#### WHAT IS REQUIRED
Set the entries below down again, please. Match them exactly.

#### Natural-language object grounding data
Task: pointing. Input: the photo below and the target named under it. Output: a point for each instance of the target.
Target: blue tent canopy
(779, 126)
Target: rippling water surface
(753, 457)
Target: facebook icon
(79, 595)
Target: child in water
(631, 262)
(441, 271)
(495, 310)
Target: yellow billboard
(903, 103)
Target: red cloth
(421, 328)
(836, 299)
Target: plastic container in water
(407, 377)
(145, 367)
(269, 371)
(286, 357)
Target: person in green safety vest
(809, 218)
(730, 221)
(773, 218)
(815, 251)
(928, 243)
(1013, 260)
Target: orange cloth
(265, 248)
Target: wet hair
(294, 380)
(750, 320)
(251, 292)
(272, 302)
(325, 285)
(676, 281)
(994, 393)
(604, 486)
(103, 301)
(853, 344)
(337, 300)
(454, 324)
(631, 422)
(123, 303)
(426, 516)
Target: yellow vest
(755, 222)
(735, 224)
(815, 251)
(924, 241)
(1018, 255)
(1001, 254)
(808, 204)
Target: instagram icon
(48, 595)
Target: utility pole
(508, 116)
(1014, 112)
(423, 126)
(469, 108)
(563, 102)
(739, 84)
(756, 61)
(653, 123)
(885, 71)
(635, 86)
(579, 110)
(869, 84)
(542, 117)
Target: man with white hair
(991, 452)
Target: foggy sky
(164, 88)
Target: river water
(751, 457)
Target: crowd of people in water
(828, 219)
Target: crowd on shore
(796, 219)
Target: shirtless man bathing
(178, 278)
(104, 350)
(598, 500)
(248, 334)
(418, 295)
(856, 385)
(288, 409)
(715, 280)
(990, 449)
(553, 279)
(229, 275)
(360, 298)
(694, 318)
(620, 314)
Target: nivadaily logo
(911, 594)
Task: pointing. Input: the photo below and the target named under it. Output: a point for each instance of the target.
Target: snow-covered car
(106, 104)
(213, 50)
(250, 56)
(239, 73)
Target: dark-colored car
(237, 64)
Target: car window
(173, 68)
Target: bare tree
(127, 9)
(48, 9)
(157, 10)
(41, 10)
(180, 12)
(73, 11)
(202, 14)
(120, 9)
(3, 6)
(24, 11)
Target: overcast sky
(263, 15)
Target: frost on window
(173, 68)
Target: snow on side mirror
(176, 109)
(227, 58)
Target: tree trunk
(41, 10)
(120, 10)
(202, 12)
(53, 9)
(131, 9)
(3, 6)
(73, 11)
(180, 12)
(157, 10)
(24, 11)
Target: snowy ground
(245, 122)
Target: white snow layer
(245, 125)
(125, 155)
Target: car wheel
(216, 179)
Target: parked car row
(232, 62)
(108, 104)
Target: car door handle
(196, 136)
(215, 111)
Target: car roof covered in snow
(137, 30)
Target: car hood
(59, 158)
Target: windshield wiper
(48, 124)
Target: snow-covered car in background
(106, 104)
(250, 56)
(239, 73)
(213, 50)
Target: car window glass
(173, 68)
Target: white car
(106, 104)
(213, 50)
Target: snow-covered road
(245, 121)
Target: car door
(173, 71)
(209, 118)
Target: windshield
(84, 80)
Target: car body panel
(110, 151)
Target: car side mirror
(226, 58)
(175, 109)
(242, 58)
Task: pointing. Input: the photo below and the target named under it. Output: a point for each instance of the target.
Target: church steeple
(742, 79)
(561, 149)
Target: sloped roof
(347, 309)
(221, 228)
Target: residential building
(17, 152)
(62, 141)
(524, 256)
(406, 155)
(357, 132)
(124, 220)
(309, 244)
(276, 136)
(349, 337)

#### ANSWER SPACE
Task: pointing. Input: the photo below and the target named under it. Output: a point for each instance of the target.
Target: blue tent canopy
(779, 126)
Target: rippling water surface
(753, 457)
Target: facebook icon
(79, 595)
Target: child in water
(631, 262)
(441, 271)
(495, 310)
Target: yellow billboard
(903, 103)
Target: red cloth
(421, 328)
(836, 299)
Target: plastic container in water
(407, 377)
(145, 367)
(269, 371)
(286, 357)
Target: person in green safety vest
(809, 218)
(730, 221)
(773, 218)
(815, 251)
(928, 243)
(1013, 260)
Target: orange cloth
(265, 248)
Target: wet hair
(294, 380)
(750, 320)
(251, 292)
(272, 302)
(325, 285)
(676, 281)
(994, 393)
(604, 486)
(103, 301)
(853, 344)
(337, 300)
(454, 324)
(631, 422)
(123, 303)
(426, 516)
Target: yellow vest
(755, 222)
(735, 224)
(815, 251)
(924, 241)
(1018, 255)
(1001, 254)
(808, 204)
Target: instagram icon
(48, 595)
Target: utility pole
(508, 116)
(1014, 112)
(423, 126)
(469, 108)
(563, 102)
(739, 84)
(756, 61)
(653, 123)
(885, 71)
(635, 86)
(579, 110)
(869, 84)
(542, 117)
Target: man with white hair
(991, 452)
Target: foggy sky
(164, 88)
Target: river water
(751, 457)
Target: crowd of people in water
(828, 219)
Target: crowd on shore
(796, 219)
Target: shirtless man bathing
(178, 278)
(104, 350)
(598, 500)
(248, 334)
(418, 295)
(856, 385)
(288, 409)
(715, 280)
(990, 449)
(553, 279)
(229, 275)
(360, 298)
(694, 318)
(620, 314)
Target: nivadaily logo
(911, 594)
Task: pointing. Input: the photo below and the target named under it. Output: a point for each instance of the target.
Target: snow-covered car
(106, 104)
(213, 50)
(250, 56)
(239, 73)
Target: dark-colored car
(237, 64)
Target: car window
(173, 68)
Target: bare tree
(127, 9)
(48, 9)
(157, 10)
(41, 10)
(180, 12)
(73, 11)
(202, 14)
(120, 9)
(3, 6)
(24, 11)
Target: overcast sky
(263, 15)
Target: frost on window
(173, 68)
Target: snow on side mirror
(176, 109)
(227, 58)
Target: tree trunk
(41, 10)
(120, 10)
(202, 12)
(53, 9)
(131, 9)
(3, 6)
(73, 11)
(180, 12)
(157, 10)
(24, 11)
Target: snowy ground
(245, 122)
Target: white snow layer
(245, 125)
(125, 155)
Target: car wheel
(216, 179)
Target: parked car row
(232, 62)
(108, 104)
Target: car door handle
(196, 136)
(215, 111)
Target: car roof covered in snow
(137, 30)
Target: car hood
(59, 158)
Target: windshield wiper
(48, 124)
Target: snow-covered car in background
(106, 104)
(250, 56)
(239, 73)
(213, 50)
Target: car window glass
(173, 68)
Target: white car
(106, 104)
(213, 50)
Target: snow-covered road
(245, 121)
Target: car door
(173, 71)
(209, 118)
Target: windshield
(84, 80)
Target: car body panel
(110, 151)
Target: car side mirror
(226, 58)
(175, 109)
(242, 58)
Task: pointing. Input: the photo below and the target named under it. Output: a point for each instance of the target.
Target: church steeple
(742, 79)
(561, 149)
Target: sloped roof
(347, 309)
(221, 228)
Target: residential building
(17, 152)
(62, 141)
(524, 256)
(406, 155)
(357, 132)
(124, 220)
(309, 244)
(276, 136)
(349, 337)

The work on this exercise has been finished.